Collected data entries
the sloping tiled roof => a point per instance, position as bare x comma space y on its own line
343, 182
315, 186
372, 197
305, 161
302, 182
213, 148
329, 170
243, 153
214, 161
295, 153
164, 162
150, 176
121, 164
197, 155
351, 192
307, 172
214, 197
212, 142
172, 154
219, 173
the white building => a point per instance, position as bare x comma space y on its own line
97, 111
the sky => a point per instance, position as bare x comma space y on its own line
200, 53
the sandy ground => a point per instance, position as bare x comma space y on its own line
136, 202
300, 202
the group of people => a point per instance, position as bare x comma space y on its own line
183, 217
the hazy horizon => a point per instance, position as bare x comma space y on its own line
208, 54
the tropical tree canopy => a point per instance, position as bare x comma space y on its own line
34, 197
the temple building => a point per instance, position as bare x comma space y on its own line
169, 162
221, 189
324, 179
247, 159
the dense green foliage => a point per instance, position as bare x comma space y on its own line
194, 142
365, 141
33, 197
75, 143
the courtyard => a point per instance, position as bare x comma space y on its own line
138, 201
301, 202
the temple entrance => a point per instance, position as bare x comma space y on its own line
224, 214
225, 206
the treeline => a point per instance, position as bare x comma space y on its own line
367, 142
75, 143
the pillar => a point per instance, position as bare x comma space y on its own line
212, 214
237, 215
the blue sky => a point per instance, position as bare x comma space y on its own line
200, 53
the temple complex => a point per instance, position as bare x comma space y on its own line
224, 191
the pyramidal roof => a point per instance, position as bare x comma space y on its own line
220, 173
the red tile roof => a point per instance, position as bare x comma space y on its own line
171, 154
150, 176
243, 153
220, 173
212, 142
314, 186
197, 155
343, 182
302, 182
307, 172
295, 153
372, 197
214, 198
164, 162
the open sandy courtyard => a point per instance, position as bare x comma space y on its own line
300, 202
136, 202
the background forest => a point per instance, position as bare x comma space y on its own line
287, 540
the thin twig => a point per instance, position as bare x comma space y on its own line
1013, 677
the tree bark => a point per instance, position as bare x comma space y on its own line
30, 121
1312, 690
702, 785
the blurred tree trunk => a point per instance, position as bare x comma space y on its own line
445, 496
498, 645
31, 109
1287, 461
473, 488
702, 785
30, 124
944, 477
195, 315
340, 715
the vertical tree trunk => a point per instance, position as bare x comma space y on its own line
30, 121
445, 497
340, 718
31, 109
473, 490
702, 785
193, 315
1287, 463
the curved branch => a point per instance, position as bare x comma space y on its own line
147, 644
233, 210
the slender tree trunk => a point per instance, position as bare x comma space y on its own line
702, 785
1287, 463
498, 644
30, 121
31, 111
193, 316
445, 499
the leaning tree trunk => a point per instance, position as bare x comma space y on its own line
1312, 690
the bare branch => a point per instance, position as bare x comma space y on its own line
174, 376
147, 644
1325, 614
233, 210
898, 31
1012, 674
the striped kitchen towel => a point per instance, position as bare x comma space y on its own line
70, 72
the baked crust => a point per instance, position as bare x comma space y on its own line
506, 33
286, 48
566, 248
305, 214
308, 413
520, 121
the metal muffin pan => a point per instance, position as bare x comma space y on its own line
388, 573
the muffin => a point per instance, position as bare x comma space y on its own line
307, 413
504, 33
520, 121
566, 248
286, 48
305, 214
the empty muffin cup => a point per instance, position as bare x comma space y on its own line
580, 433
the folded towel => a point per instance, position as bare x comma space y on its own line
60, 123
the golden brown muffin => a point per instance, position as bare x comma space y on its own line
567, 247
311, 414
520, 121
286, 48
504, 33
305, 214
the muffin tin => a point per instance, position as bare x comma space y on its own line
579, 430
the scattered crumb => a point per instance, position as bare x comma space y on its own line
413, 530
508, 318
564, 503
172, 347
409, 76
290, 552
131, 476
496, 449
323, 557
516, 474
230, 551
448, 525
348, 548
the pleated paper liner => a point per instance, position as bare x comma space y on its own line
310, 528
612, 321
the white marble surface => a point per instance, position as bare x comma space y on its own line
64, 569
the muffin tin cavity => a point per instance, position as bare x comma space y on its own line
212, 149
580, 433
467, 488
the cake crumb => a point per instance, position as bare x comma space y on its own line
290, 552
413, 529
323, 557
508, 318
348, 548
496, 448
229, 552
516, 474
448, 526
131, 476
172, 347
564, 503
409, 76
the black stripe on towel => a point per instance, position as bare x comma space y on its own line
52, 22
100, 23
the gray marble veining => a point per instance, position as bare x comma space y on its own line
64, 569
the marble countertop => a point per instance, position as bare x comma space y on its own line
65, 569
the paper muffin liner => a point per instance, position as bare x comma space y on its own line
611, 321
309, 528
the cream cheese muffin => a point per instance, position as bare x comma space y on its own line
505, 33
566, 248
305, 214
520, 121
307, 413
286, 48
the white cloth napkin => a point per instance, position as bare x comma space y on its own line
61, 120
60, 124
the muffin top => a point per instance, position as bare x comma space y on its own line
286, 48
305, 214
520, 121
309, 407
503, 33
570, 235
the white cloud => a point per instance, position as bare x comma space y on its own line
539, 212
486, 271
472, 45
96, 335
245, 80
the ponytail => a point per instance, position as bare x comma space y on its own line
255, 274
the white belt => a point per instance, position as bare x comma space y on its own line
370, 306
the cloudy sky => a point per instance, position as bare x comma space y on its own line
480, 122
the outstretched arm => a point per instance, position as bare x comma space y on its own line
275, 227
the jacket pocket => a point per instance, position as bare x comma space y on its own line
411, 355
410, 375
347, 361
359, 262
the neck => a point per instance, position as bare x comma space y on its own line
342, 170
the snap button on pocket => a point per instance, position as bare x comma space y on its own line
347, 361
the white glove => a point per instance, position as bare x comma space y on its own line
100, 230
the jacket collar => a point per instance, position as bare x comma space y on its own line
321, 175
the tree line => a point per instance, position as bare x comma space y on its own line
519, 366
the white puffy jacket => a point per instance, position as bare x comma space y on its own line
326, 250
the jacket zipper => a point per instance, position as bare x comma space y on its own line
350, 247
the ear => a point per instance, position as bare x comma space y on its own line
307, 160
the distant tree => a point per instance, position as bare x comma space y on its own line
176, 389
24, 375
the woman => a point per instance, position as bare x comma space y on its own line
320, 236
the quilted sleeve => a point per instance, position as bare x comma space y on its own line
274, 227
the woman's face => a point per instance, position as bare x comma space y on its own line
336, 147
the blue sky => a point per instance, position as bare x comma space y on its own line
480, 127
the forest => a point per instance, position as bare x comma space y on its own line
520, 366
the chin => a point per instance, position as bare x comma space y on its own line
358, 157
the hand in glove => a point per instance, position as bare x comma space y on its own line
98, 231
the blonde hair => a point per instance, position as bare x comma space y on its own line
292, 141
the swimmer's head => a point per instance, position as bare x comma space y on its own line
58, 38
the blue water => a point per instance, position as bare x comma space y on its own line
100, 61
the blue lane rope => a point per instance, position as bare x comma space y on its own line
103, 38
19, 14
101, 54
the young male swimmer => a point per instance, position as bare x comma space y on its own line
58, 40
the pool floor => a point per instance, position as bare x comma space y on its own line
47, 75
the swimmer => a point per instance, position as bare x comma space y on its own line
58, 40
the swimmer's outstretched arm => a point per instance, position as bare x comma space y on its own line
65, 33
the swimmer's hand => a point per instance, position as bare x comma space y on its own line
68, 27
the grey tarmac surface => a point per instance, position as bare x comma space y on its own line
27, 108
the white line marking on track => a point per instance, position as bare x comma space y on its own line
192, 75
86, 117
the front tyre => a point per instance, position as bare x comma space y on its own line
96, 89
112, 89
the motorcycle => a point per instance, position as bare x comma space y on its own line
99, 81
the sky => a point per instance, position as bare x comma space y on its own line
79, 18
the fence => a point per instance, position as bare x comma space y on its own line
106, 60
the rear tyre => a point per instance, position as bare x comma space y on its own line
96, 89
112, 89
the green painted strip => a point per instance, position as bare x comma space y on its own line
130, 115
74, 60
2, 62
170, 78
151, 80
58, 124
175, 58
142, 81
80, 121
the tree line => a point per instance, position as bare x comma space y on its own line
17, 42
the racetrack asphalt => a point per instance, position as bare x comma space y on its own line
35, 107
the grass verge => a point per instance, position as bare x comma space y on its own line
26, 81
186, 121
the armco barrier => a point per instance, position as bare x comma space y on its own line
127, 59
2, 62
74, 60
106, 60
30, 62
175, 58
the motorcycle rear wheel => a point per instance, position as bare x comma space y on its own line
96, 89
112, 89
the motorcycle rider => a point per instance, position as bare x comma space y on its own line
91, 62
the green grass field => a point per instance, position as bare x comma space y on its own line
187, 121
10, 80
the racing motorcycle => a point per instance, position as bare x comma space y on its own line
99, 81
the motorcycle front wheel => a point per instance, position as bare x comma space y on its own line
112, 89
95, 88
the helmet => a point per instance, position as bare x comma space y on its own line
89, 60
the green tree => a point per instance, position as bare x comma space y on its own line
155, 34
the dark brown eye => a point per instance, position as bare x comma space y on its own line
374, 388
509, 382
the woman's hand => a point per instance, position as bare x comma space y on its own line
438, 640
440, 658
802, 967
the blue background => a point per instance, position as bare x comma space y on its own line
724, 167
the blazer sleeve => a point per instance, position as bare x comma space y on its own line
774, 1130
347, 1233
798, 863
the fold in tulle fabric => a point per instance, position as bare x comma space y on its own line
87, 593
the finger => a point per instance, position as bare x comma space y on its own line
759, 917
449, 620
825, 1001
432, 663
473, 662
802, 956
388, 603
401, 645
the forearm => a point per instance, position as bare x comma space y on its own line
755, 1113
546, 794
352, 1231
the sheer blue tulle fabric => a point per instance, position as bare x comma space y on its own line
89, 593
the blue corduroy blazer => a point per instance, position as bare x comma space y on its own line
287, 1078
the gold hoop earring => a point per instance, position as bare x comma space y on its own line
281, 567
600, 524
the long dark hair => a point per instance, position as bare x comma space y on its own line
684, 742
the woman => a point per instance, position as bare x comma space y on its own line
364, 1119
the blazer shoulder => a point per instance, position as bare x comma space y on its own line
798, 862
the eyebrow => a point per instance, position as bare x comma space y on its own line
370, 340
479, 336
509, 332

Written problem ▸ Pull out every line from the one with "the blue corduroy" to the end of the listing, and output only those.

Task answer ▸
the blue corduroy blazer => a point per instance, position as bare x comma space y on its own line
287, 1078
the gold hoop earring => a point per instance, position as bare x comma space y on its own line
281, 567
600, 524
the long dark hair => a point per instance, position as bare x comma space y on its own line
684, 742
the woman => a point per instance, position as bare x comma space y on its own line
364, 1119
the blazer shoulder => a point per instance, position as bare x comma space y on its own line
798, 862
the eyebrow => a point per instance, position as bare x comma space y on its own line
370, 340
479, 336
509, 332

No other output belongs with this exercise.